→ **SELECTED EXCERPT**
==============================

Rgz SALON member Lyn Miller-Lachmann is the Editor-in-Chief of MultiCultural Review; the author of the award-winning multicultural bibliography Our Family, Our Friends, Our World; the editor of Once Upon a Cuento, a collection of short stories by Latino authors; and most recently, the author of Gringolandia, a young adult novel about a refugee family living with the aftermath of the Pinochet dictatorship in Chile. (Read the fascinating Cover Story for Gringolandia.)
We're honored to have her here as part of the rgz SALON, a feature where four of the top kidlit experts clue us in to the best YA novels they've read recently. Today, Lyn reviews My Life with the Lincolns by Gayle Brandeis (Henry Holt, 2010).
"Author of three novels for adult readers, Brandeis makes her debut for young readers with a delightful story that left me putting her adult novels on my TBR list. My Life with the Lincolns is a funny, smart, and endearing story about a 12-year-old trying to make sense with the changes in her family, the world around her, and, ultimately, herself.
"Mina Edelman is the middle child of a raucous Jewish family living in the Chicago suburb of Downers Grover in 1966. Her father, Albert Baruch Edelman, runs a furniture store that has been in the family for generations. His initials are ABE, and Mina, a history buff, is obsessed with the thought that her family is the reincarnation of the Lincoln family, her father is about to be assassinated, and she and her younger sister Tabby will soon die of disease. Her Abe Lincoln obsession leads her to publish a newsletter, The Lincoln Log, which is a favorite of Honest Abe’s Furniture’s customers.
"Things start to get out of hand when Mina’s father offers to furnish Dr. Martin Luther King’s house when the civil rights leader moves to Chicago to challenge housing discrimination. Abe, who is as goofily obsessive as his daughter, faints from heat exhaustion at one of Dr. King’s speeches, and when he awakens, he has a new mission in life—to lead the charge for Dr. King’s cause. Mina, who has accompanied him to the fateful rally, keeps her father’s secret as he and she poses as half of an interracial family and attend marches with the other half of the 'family where they are attacked by racist counter-demonstrators. But when Abe brings the civil rights cause to their quiet, all-white suburb, all secrets are exposed with unpredictable results.

==============================

→ **INSTRUCTIONS FOR THE TASK**
Reproduce the passage of the book review that starts at the words "We're honored to" and ends after the words "(Henry Holt, 2010).".

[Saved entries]
==============================

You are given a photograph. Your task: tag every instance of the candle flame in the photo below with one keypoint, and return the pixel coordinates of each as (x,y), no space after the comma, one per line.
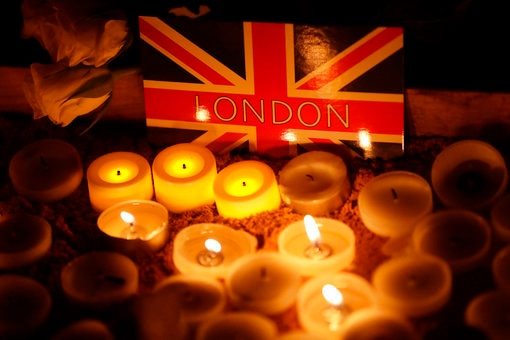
(312,230)
(127,217)
(212,245)
(332,295)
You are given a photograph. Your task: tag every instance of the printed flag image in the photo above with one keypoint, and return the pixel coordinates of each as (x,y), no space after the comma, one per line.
(275,88)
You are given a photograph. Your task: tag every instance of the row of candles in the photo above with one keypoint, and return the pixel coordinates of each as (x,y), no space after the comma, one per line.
(396,204)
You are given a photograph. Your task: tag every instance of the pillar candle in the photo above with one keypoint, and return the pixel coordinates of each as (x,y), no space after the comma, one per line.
(413,285)
(183,176)
(264,282)
(191,256)
(24,239)
(469,174)
(118,176)
(460,237)
(135,226)
(315,183)
(332,250)
(392,203)
(99,279)
(26,305)
(46,170)
(246,188)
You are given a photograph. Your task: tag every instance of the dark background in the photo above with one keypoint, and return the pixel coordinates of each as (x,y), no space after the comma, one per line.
(448,44)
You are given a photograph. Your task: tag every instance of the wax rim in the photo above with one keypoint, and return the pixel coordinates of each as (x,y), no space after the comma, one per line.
(94,168)
(158,165)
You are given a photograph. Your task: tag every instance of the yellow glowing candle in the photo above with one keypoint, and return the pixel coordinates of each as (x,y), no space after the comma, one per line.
(246,188)
(183,177)
(118,176)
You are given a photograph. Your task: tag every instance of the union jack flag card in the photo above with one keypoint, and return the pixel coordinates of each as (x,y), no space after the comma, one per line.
(276,89)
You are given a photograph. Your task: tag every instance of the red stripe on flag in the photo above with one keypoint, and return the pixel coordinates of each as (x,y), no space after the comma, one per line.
(350,60)
(181,54)
(223,142)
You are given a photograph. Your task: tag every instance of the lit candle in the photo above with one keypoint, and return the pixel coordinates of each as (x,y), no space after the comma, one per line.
(500,218)
(210,248)
(246,188)
(460,237)
(183,176)
(315,183)
(325,302)
(26,305)
(489,312)
(263,282)
(237,325)
(392,203)
(198,297)
(469,174)
(99,279)
(135,226)
(316,246)
(46,170)
(374,323)
(501,268)
(118,176)
(413,285)
(24,239)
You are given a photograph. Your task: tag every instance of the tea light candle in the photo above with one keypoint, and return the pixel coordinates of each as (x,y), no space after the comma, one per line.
(198,297)
(501,268)
(135,226)
(500,218)
(469,174)
(99,279)
(26,305)
(460,237)
(263,282)
(315,183)
(118,176)
(374,323)
(46,170)
(237,325)
(413,285)
(489,312)
(24,239)
(316,246)
(246,188)
(183,176)
(191,255)
(325,302)
(392,203)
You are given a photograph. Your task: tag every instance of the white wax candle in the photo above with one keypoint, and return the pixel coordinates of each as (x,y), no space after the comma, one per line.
(99,279)
(135,226)
(333,253)
(264,282)
(190,255)
(374,323)
(198,297)
(392,203)
(315,183)
(24,239)
(469,174)
(26,305)
(489,312)
(118,176)
(46,170)
(500,218)
(319,316)
(460,237)
(246,188)
(183,176)
(413,285)
(237,325)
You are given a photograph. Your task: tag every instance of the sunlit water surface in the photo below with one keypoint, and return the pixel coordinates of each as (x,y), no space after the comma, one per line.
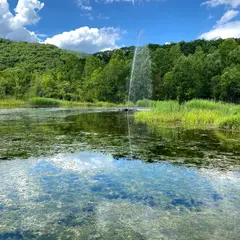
(68,174)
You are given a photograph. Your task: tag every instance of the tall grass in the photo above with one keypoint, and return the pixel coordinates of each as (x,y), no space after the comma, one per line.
(200,113)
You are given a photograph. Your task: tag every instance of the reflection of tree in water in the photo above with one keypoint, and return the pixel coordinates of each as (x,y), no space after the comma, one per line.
(107,132)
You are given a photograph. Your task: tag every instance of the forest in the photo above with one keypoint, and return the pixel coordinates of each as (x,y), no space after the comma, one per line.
(178,71)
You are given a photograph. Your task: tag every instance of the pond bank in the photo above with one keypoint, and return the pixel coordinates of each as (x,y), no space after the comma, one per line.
(50,102)
(193,114)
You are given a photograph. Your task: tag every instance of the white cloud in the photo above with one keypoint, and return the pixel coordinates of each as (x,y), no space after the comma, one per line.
(87,39)
(228,30)
(14,26)
(230,14)
(210,17)
(215,3)
(87,8)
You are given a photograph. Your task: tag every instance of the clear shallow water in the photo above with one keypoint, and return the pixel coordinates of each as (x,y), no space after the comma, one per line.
(66,174)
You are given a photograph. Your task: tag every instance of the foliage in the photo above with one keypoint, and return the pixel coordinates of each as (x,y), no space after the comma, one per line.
(231,122)
(200,113)
(43,102)
(184,71)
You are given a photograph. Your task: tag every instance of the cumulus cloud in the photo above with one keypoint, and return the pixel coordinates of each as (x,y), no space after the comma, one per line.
(215,3)
(224,28)
(230,14)
(231,29)
(14,26)
(87,39)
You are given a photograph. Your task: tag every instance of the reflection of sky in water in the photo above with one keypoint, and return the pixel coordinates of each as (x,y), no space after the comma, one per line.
(93,196)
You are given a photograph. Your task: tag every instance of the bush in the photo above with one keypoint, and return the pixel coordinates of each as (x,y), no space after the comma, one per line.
(43,102)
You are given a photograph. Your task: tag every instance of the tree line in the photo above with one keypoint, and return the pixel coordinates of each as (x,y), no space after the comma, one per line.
(177,71)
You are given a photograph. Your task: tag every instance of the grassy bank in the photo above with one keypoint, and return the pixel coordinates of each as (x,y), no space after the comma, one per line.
(195,113)
(50,102)
(12,103)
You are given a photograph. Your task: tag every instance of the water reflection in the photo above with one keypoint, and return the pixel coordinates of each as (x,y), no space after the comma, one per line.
(93,196)
(47,132)
(67,175)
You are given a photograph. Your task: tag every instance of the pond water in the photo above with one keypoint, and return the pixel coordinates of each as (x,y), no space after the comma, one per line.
(72,174)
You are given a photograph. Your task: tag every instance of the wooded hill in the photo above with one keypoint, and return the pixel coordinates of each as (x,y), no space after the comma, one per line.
(183,71)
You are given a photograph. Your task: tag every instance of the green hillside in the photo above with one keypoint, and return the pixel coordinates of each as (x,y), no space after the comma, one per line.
(178,71)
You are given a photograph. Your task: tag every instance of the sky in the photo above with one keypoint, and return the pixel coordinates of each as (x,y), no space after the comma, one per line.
(97,25)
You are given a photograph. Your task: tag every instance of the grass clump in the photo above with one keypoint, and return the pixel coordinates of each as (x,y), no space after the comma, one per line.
(43,102)
(200,116)
(155,117)
(231,122)
(197,113)
(9,103)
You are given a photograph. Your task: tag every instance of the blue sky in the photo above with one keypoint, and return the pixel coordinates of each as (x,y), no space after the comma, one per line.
(91,26)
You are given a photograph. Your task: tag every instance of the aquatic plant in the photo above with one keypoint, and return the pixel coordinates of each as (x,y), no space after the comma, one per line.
(43,102)
(200,113)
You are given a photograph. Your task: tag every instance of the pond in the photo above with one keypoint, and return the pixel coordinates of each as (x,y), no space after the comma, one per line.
(96,174)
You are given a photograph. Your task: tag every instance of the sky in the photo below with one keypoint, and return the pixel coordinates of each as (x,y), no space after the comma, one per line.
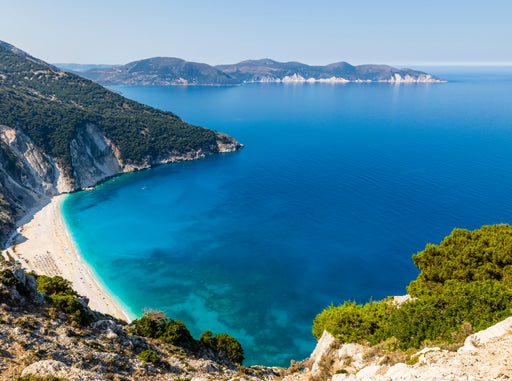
(399,32)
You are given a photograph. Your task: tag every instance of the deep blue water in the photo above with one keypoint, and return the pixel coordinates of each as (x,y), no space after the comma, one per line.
(338,185)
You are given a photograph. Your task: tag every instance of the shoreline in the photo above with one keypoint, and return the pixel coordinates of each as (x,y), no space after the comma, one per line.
(42,244)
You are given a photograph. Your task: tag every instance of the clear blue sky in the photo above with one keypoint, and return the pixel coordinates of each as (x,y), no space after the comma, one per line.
(413,32)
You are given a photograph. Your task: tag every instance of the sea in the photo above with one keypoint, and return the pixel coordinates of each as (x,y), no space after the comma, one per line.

==============================

→ **ANSWER TO THIS PROBLEM**
We're honored to have her here as part of the rgz SALON, a feature where four of the top kidlit experts clue us in to the best YA novels they've read recently. Today, Lyn reviews My Life with the Lincolns by Gayle Brandeis (Henry Holt, 2010).